Est-ce à dire que les artistes de Magic ou d’autres jeux « papier » devraient s’abstenir de travailler sur des projets de jeux digitaux ? La question pertinente n’est pas exactement celle-ci. Tout d’abord, même si le phénomène est de plus en plus courant, tous les artistes de l’actuelle écurie Wizards ne se sont pas formés au sein de l’industrie digitale. Et bien sûr, des illustrateurs de Magic ou d’autres jeux sur table ont travaillé sur des licences vidéoludiques par le passé – on se souvient entre autres de la contribution de Terese Nielsen à Gabriel Knight[11], et au MMORPG Meridian 59 sur ordinateur[12]. Le célèbre Gerald Brom, actif chez WotC de 1997 à 2003, a œuvré aussi bien pour des éditeurs de comics que pour Hollywood, et sur des jeux vidéo aussi populaires qu’Heretic I et II, Doom II ou Diablo II, III et IV[13]. Il semble même avoir participé en tant qu’illustrateur à… Hearthstone, le rouleau compresseur de Blizzard Entertainment, chef de file actuel des jeux de cartes à collectionner en ligne[14].
Illustrateurs et C.V. dans les années 1990
Faut-il généraliser ces expériences dans le multimédia à la plupart des artistes de l’ancienne génération ? Non, en tout cas certainement à un degré bien moindre qu’actuellement. Tout d’abord la première vague créative, celle des étudiants en art d’Alpha, ne bénéficiait à priori d’aucune expérience dans ce domaine. Les rares artistes ayant déjà un peu d’expérience professionnelle, comme Tedin, Maddocks ou Myrfors, avaient fait leurs premières armes sur des licences de jeux « papier ». Relevons quand même que Christopher Rush, l’illustrateur du célébrissime Black Lotus, en plus de son travail pour les produits sur table du Wizards of the Coast « pré-Magic », affirmait avoir été employé comme designer par les studios digitaux Nintendo et Apogee. Par la suite il collabora notamment avec ce dernier au FPS fantastique et ultraviolent Blood, développé avec le moteur de Duke Nukem 3D[15].

Enregistrements de données:

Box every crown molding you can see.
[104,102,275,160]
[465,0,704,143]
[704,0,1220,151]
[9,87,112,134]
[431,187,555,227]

Objectif de l'exercice:
Poursuivez le passage sur les illustrateurs de Magic et le jeu vidéo en reprenant juste après sa dernière phrase. Les enregistrements ne sont d'aucune utilité ici.

Réponse:
À quelques exceptions près ce n’est qu’à partir de 1995-96 que nous voyons peu à peu se mettre en place une équipe d’illustrateurs plus aguerris, attirés par le succès du jeu et que WotC est désormais en mesure de rétribuer. Examinons donc rapidement les antécédents de ces figures de la « seconde vague », au moment de leur premier contrat pour Magic :
John Avon livrait déjà des couvertures de romans depuis une quinzaine d’années, notamment pour des titres de Stephen King, Arthur C. Clarke ou encore Terry Pratchett[16]. David A. Cherry était également un illustrateur de romans de S.F. et de fantasy acclamé[17]. Liz Danforth travaillait depuis 1978 pour l’industrie du jeu de rôle (Flying Buffalo et son jeu d’heroic-fantasy intitulé Tunnels and Trolls)[18] ; elle participa en 1988 au design du jeu vidéo Wasteland[19], un ancêtre spirituel de Fallout. Kevin « Kev » Walker était depuis 1987 un illustrateur prolifique pour plusieurs magazines de comics, et débutait parallèlement une carrière dans Warhammer, l’univers fantastique décliné à l’époque en jeux de rôle et de figurines[20]. Rebecca Guay commença sa carrière en 1992 dans l’illustration jeunesse (Cricket Magazine), avant de s’orienter rapidement vers la BD, les jeux de rôle et les cartes à collectionner[21].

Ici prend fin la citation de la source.